* [Work required]:
Each entry has to be copied exactly, with nothing missed.

* [Data supplied]:

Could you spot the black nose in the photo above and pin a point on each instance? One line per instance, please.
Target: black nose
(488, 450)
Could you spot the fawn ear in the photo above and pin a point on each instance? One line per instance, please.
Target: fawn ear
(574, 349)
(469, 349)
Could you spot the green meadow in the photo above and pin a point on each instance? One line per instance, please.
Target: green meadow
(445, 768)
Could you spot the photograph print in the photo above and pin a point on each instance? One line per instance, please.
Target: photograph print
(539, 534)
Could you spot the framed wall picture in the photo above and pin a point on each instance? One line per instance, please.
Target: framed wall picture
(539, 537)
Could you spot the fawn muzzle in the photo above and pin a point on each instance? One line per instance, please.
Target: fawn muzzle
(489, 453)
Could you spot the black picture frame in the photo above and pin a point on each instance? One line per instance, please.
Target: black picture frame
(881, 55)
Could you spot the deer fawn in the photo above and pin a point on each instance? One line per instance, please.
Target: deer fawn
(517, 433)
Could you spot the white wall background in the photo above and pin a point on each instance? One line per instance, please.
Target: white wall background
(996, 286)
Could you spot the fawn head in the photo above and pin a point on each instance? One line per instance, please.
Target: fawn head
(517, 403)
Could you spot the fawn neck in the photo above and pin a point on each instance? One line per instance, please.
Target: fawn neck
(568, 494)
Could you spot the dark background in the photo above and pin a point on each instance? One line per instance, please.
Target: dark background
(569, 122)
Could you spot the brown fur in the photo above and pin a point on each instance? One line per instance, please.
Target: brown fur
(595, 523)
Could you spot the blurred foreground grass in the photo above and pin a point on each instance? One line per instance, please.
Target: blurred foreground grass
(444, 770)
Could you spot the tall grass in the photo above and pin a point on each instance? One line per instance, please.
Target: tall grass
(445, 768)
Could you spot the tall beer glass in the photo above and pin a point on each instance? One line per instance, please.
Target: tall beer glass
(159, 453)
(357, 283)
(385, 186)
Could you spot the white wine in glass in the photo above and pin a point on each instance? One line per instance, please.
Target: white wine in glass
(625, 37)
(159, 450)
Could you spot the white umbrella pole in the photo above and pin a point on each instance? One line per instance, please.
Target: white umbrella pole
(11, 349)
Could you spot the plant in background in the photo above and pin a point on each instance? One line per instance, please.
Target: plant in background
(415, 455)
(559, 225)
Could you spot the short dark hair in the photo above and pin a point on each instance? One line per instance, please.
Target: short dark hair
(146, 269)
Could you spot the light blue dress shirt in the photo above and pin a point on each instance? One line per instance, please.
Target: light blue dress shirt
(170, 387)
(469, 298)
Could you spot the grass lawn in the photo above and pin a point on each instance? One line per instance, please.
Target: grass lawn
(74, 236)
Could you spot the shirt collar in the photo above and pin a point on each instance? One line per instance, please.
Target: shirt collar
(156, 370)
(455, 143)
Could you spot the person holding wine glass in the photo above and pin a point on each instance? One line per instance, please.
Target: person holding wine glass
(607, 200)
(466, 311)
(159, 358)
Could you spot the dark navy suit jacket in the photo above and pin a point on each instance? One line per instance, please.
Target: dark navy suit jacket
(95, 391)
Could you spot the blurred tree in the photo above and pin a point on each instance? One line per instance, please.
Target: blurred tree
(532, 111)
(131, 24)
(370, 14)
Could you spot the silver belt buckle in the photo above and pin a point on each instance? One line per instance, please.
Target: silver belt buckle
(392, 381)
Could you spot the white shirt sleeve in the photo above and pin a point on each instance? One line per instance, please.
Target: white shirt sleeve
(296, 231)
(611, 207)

* [In response]:
Could you spot the black nose in the photo above and pin a point on each instance? One line per instance, please.
Target: black nose
(488, 450)
Could you spot the fawn ear in the photo above and pin a point on each instance? One line per instance, please.
Target: fawn ear
(574, 349)
(469, 349)
Could you spot the green meadow in the photo above and pin a point on each instance? One line per instance, please.
Target: green meadow
(445, 768)
Could you spot the photograph print in the photo above and pin a point on each instance? One line per instance, please.
Target: photograph print
(539, 534)
Could you spot the framed wall picture in the photo above and pin a point on each instance? One line per instance, please.
Target: framed wall picture
(539, 537)
Could you spot the fawn muzzle in the photo above and pin a point on each instance? One line per instance, please.
Target: fawn muzzle
(489, 453)
Could you spot the black picture frame in the photo above and pin a point on each instance? One line per instance, please.
Target: black picture frame
(881, 55)
Could you spot the deer fawn in the photo above and pin a point on each instance? One line per instance, please.
Target: deer fawn
(517, 433)
Could you spot the white wall background in the photo above and pin a point on each instance? One line per instance, please.
Target: white wall background
(996, 286)
Could you spot the fawn head in the photo above and pin a point on each instance? One line per instance, please.
Target: fawn head
(517, 403)
Could you spot the fawn neck in the photo above and pin a point on each instance? One line per instance, please.
Target: fawn neck
(568, 494)
Could you spot the dark background in the photo above and pin a point on each instance? One line per instance, please.
Target: dark background
(569, 122)
Could you spot the brown fur in the photo above and pin a point on each instance? One line per instance, please.
Target: brown fur
(595, 523)
Could you spot the blurred foreground grass in the photo above and pin a point on each instance? One line per instance, please.
Target: blurred foreground grass
(444, 770)
Could you spot the tall grass in the photo above and pin a point on each instance? One line per instance, please.
Target: tall grass
(445, 768)
Could you spot the tall beer glass in the photo above and pin a point on each instance? One line per instance, please.
Target: tall beer glass
(159, 453)
(357, 283)
(385, 186)
Could you spot the white wine in glass in the photo above and pin a point on each instance? One line per instance, please.
Target: white wine in glass
(625, 37)
(159, 450)
Could you spot the white umbrella pole in the photo above and pin a point on each instance? One line per instance, please.
Target: white umbrella pole
(11, 349)
Could you spot the plant in background in the photo above and pin a point on each instance? One line per instance, please.
Target: plant in background
(415, 455)
(559, 225)
Could you spot the short dark hair in the photo above and pin a point on each instance? One line per instance, please.
Target: short dark hair
(146, 269)
Could you spot the light blue dress shirt in the photo above and pin a point on each instance? One line per instance, please.
Target: light blue dress shirt
(170, 387)
(469, 298)
Could you spot the grass lawn in the photo above and pin a point on each instance? One line per instance, please.
Target: grass lawn
(74, 236)
Could you spot the shirt collar in the photo above and pin a point on each instance? One line per instance, please.
Target: shirt collar
(156, 370)
(455, 143)
Could you spot the person holding wine glass in the photo above and pin a point on each instance? One line per instance, please.
Target: person holding wine glass
(607, 200)
(466, 311)
(159, 358)
Could you spot the dark navy suit jacket in the photo above and pin a point on each instance? One line per instance, please.
Target: dark navy suit jacket
(95, 391)
Could you spot the blurred tree in the photo above and pin a point on each instance? One line per instance, please.
Target: blurred tree
(532, 111)
(131, 24)
(370, 14)
Could you spot the silver belt buckle in the photo above and pin a point on each instance? One line per instance, please.
Target: silver belt buckle
(392, 381)
Could you spot the white shirt sleeve in the photo above and pin a point on each instance? One line per instance, please.
Target: white shirt sleeve
(296, 231)
(611, 207)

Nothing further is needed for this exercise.